Dataset records »

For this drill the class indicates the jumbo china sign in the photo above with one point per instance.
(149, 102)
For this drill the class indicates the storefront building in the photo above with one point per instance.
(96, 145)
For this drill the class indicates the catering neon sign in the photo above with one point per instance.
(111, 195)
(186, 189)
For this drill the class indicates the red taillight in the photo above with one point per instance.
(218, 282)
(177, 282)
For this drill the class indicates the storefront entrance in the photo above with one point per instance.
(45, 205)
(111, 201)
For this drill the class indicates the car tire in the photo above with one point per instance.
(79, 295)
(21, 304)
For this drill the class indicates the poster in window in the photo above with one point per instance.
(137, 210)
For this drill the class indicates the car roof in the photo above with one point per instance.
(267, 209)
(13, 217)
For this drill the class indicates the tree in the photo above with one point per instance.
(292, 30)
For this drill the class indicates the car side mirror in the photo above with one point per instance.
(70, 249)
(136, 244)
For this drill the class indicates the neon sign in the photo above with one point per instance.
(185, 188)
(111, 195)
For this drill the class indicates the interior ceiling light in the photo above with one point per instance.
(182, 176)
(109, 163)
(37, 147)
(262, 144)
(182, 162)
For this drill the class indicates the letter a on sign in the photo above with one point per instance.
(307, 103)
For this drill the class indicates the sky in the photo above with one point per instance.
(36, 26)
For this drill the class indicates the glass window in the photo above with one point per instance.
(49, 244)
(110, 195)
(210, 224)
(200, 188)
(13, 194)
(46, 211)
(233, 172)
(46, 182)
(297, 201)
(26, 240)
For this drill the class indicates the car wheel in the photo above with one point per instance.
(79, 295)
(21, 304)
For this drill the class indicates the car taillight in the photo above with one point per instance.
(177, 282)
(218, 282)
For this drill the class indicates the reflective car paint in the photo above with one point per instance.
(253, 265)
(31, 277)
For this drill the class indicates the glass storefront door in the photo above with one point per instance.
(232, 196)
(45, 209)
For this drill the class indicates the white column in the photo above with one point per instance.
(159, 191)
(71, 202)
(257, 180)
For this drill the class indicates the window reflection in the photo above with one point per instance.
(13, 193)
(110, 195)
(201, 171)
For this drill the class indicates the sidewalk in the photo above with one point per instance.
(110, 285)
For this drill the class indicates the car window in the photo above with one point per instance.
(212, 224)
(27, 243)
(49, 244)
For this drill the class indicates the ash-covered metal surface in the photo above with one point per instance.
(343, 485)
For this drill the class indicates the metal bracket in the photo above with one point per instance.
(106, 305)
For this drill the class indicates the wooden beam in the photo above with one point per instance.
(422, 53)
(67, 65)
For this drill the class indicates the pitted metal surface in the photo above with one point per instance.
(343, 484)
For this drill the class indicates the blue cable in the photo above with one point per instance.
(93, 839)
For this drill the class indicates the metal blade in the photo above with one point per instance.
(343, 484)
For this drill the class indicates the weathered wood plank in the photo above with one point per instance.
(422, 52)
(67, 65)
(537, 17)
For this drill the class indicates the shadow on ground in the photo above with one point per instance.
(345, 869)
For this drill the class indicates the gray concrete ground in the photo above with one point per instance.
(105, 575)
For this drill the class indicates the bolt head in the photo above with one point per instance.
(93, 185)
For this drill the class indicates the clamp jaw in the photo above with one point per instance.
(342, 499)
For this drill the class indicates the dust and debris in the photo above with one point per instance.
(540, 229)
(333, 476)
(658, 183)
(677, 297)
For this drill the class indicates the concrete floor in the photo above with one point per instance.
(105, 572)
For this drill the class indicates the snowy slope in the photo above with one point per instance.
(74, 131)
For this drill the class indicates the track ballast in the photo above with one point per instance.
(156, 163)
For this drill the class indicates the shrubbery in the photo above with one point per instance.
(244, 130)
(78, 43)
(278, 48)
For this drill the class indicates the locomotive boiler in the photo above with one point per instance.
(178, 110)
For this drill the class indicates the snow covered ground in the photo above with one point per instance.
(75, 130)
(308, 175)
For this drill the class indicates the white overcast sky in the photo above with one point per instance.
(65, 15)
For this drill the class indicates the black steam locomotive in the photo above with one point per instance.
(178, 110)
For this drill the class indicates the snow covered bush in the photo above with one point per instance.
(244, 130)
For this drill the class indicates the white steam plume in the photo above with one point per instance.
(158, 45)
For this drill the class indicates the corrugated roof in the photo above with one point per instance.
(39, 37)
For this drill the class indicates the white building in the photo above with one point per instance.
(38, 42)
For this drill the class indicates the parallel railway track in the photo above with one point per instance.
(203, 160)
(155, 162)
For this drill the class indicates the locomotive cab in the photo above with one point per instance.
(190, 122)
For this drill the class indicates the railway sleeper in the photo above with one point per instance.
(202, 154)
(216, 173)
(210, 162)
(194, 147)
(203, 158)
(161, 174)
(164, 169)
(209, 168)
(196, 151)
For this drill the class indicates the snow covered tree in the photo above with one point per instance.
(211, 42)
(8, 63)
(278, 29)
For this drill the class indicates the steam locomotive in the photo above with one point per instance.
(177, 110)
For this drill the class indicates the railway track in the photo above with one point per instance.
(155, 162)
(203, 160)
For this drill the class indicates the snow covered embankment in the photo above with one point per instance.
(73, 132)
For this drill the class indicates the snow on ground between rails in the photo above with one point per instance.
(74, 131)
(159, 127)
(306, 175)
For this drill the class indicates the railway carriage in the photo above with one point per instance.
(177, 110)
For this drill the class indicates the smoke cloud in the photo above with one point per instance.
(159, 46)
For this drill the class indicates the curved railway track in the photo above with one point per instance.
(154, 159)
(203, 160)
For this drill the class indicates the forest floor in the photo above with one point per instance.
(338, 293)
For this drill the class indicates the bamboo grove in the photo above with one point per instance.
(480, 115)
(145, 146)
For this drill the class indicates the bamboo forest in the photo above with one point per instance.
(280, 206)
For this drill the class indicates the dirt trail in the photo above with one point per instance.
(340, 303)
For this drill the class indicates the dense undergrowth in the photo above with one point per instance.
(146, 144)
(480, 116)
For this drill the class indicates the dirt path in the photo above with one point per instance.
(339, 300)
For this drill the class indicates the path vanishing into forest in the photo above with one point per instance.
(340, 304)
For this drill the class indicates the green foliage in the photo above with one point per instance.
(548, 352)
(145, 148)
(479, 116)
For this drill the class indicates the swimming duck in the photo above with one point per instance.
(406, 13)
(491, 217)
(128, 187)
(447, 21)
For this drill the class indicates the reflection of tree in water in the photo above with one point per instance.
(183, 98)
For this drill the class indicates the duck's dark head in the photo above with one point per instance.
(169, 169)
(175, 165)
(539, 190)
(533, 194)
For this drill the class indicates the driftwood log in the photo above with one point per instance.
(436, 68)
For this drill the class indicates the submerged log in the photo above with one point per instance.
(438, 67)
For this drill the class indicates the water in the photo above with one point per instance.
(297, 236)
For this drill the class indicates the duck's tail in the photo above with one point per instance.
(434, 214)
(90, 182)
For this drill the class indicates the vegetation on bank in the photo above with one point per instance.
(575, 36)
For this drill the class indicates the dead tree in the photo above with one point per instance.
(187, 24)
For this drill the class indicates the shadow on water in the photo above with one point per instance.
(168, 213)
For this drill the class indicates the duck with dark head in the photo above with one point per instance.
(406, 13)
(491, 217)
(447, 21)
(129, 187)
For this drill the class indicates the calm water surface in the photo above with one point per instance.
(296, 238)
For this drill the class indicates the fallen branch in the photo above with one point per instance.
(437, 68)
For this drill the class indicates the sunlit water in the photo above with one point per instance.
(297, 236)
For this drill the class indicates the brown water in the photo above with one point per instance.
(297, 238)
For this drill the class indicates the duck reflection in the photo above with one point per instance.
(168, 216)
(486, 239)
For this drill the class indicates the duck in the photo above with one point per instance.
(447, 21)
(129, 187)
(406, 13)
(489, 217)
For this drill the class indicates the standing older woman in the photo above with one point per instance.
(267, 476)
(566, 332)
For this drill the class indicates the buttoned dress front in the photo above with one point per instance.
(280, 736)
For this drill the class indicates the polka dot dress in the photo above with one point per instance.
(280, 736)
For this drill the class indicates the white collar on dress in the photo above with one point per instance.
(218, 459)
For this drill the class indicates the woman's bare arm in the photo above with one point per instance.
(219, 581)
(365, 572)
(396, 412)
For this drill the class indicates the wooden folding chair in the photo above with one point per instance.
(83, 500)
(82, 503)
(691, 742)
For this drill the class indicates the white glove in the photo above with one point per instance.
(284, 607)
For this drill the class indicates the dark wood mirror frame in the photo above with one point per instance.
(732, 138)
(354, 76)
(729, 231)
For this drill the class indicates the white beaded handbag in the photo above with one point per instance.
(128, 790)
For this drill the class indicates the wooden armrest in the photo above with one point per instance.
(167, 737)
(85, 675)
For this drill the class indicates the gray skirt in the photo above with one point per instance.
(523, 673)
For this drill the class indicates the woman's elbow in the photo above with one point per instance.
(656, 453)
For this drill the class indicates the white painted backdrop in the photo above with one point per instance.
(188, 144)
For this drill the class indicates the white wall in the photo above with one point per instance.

Brief »
Write out exactly the lines that run from the one containing "For this drill the class indicates the woman's elbow" to the end of the records, both end lines included.

Your response »
For this drill the class indicates the woman's elbow in the photo above with one point per instance.
(656, 453)
For this drill the class indicates the white painted backdrop in the photo above with one point per instance.
(188, 144)
For this drill the class indicates the white wall in the photo above with one point per instance.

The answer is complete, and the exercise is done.